Your task —
The line containing "Where can you find the monkey ear?" marks the end: write out exactly every line from the first line of the data below through that line, and only those.

Records from a data collection —
______________________________
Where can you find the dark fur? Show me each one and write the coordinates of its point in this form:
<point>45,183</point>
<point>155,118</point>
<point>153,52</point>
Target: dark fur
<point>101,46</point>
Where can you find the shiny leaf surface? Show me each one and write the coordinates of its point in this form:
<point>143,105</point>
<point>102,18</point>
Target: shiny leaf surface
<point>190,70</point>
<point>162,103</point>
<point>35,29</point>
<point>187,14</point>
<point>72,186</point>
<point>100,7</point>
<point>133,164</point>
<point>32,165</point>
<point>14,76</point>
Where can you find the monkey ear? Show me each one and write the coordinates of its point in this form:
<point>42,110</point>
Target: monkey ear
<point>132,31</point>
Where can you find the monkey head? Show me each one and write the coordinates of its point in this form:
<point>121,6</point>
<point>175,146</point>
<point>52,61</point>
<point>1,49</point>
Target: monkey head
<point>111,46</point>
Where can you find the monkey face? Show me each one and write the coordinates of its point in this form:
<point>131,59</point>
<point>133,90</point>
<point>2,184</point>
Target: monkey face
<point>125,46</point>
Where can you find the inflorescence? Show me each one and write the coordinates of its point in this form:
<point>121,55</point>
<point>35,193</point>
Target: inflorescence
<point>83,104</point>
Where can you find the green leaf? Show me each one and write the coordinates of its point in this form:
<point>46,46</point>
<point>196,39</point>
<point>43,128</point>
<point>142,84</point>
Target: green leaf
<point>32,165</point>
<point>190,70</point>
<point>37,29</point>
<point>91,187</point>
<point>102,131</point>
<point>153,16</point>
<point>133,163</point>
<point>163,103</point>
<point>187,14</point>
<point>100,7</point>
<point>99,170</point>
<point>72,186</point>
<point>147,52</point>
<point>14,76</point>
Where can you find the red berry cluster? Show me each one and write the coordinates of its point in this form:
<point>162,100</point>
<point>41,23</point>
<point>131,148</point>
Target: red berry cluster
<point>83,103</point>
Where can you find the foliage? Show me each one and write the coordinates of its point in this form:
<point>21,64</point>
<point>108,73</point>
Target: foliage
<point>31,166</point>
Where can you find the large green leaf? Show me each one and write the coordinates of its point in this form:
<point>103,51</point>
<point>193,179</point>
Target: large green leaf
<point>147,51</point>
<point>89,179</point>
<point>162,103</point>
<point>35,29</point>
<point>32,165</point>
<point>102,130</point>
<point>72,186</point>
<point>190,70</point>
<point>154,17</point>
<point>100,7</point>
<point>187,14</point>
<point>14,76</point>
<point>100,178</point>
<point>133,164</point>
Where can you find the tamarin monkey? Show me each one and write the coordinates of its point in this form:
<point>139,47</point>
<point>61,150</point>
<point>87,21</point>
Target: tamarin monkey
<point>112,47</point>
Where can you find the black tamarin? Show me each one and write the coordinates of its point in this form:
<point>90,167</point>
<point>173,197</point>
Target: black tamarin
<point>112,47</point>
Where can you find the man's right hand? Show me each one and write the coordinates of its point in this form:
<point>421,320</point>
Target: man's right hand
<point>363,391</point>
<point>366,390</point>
______________________________
Task answer —
Where can you find the dark fur? Show me each one and write the coordinates of its point in this form:
<point>45,183</point>
<point>155,118</point>
<point>153,52</point>
Target: dark fur
<point>101,46</point>
Where can you find the shiny leaf surface? Show me each one and write the coordinates of its point in this form:
<point>143,105</point>
<point>102,18</point>
Target: shiny leaf surface
<point>190,70</point>
<point>162,103</point>
<point>35,29</point>
<point>187,14</point>
<point>72,186</point>
<point>100,7</point>
<point>133,164</point>
<point>32,165</point>
<point>14,76</point>
Where can you find the monkey ear? Show me each one and write the coordinates of its point in this form:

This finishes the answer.